EXERCISE OBJECTIVE
Show every line of the listing below that contains the word "egret", copied in full.

DATASET ENTRIES
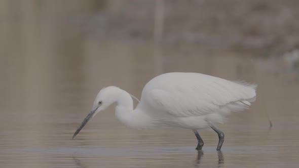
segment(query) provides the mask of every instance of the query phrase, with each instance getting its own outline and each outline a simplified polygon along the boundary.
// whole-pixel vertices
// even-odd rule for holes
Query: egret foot
[[[204,146],[204,141],[202,140],[202,139],[199,135],[199,134],[198,134],[197,131],[195,130],[192,130],[192,131],[193,131],[194,134],[195,134],[195,136],[196,136],[196,138],[197,138],[198,141],[197,146],[196,147],[196,148],[195,148],[195,149],[201,150],[201,149],[202,149],[202,147]]]

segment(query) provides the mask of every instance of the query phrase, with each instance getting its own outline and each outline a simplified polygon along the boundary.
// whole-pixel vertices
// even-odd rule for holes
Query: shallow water
[[[9,57],[0,57],[1,167],[298,167],[299,85],[265,71],[267,60],[183,45],[161,46],[155,60],[151,41],[91,39],[49,11],[44,22],[30,13],[16,15],[27,22],[3,20],[0,52]],[[101,88],[116,85],[140,98],[156,74],[171,71],[258,83],[251,108],[218,125],[221,152],[212,130],[199,132],[205,145],[198,152],[191,131],[131,130],[114,107],[71,139]]]

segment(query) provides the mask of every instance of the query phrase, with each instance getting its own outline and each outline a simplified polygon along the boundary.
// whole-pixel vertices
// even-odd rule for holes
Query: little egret
[[[210,127],[218,134],[217,150],[220,150],[224,134],[214,124],[222,123],[231,112],[249,108],[255,100],[256,87],[201,73],[165,73],[146,83],[133,109],[134,96],[117,87],[108,87],[99,92],[92,110],[72,138],[91,118],[116,102],[116,116],[124,124],[137,129],[164,126],[192,130],[198,140],[197,150],[204,145],[197,130]]]

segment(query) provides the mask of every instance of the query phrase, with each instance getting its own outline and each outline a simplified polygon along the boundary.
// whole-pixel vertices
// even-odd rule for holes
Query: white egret
[[[197,130],[210,127],[217,134],[220,150],[224,134],[215,125],[222,123],[232,111],[248,109],[255,100],[255,85],[233,81],[197,73],[161,74],[144,87],[141,100],[133,109],[132,96],[117,87],[101,90],[92,110],[73,135],[79,133],[97,113],[116,102],[116,117],[124,124],[137,129],[159,126],[193,130],[198,140],[196,149],[204,142]]]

CORRECT ANSWER
Query: egret foot
Query: little egret
Query: white egret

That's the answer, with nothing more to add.